■ Challenge
Restate the full set of records exactly, without adding or dropping a word.

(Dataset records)
================================
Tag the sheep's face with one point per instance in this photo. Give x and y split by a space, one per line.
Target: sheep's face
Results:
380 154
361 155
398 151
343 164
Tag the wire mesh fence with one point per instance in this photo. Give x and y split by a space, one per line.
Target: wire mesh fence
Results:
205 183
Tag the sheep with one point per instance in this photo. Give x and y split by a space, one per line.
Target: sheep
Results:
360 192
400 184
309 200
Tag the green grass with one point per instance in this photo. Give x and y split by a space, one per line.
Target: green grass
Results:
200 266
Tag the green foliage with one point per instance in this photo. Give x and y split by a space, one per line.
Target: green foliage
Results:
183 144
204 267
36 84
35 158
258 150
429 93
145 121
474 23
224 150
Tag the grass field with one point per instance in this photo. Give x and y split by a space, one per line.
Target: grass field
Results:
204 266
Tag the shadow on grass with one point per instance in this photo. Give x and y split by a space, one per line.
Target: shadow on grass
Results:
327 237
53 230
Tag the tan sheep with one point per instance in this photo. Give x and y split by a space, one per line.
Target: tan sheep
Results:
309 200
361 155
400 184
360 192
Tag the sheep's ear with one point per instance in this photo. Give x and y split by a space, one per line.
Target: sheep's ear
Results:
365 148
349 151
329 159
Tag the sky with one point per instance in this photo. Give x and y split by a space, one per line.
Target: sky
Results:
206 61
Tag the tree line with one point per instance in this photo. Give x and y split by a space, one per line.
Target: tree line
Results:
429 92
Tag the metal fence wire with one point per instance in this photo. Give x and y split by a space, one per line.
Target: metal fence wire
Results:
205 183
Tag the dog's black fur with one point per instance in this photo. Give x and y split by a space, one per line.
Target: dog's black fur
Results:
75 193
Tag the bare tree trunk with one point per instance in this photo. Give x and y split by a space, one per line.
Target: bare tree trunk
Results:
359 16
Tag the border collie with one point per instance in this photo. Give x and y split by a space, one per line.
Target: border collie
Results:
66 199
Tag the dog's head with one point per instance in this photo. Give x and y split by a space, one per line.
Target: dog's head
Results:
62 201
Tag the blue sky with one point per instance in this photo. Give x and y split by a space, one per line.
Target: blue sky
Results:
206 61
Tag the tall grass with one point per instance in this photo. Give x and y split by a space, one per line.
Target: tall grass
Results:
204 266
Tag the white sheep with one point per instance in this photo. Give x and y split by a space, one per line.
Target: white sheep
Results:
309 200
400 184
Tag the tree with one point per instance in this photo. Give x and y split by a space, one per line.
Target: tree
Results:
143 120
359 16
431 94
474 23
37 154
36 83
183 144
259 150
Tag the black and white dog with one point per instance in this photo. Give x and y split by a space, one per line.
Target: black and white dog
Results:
================================
■ Reply to the task
Tag the sheep's face with one point per instance in this photo. Give x and y split by a space, one per line.
Target: sheep's face
Results:
380 154
361 155
398 151
343 164
Tag the wire mesh fence with one point per instance in this photo. Give x and y split by a space, one per line.
Target: wire mesh fence
Results:
205 183
Tag the sheep with one point per instance in this photo. Give x and y split by a space, one per line.
Target: sheep
Results:
360 192
400 184
309 200
Tag the green grass with one point per instance in this photo. Give x and y split by a space, one per line.
Target: green grass
Results:
200 266
Tag the green foliage with one point per instance in this photo. Give x and y split by a space, one per line.
Target: green foliage
Results:
183 144
204 267
36 84
35 158
258 150
429 93
145 121
474 23
224 150
Tag the grass field with one point per instance in this photo. Give x and y split by a space, one per line.
Target: grass field
Results:
204 266
Tag the shadow on grass with one point per instance in this photo. Give x and y split by a space, one per line.
Target: shadow on grass
Results:
327 237
53 230
Tag the tan sheep with one point per instance in this photo. Give x and y split by a space, one per line.
Target: tan sheep
Results:
309 200
361 155
400 184
360 192
Tag the sheep's ear with one point per instance in this photo. Give x and y split by a space, one per line.
Target: sheep's ear
Results:
365 148
349 151
329 159
Tag the sky with one point per instance in this photo. Give x and y split by a space, one per line.
Target: sky
Results:
206 61
Tag the tree line with one point per instance in this photo. Give x and y split by a space, one per line.
Target: tree line
Results:
429 92
Tag the metal fence wire with one point per instance in this photo. Give x and y split by a space, one per line.
Target: metal fence wire
Results:
205 183
Tag the dog's black fur with one point per instance in this photo. Give x and y split by a space, one per line.
Target: dog's black fur
Results:
75 193
Tag the bare tree trunk with one point per instance in this photo. Give x and y split by a space, one per line.
Target: bare tree trunk
Results:
359 16
Tag the border collie with one point per instance in this photo. Give x and y split by a space, one per line.
Target: border collie
Results:
66 199
Tag the dog's head with one point per instance in this photo. Give x and y split by a space, one per line.
Target: dog's head
Results:
62 201
Tag the blue sky with one point per instance in this photo. Give x and y split by a space, one per line.
Target: blue sky
Results:
206 61
Tag the tall grass with one point per instance in this photo. Give x and y split by a space, one per line.
Target: tall grass
Results:
204 266
Tag the white sheep with one point per instance in this photo. Give x and y split by a space, one per line.
Target: white sheep
Results:
309 200
400 184
Tag the tree with one point per instance in this photo. Give x and y split by a space, one per line.
Target: tree
Results:
143 120
359 16
431 94
474 23
37 154
36 83
183 144
259 150
Tag the black and white dog with one point per instance in this photo. Give x and y split by a space, one per line.
Target: black and white dog
Results:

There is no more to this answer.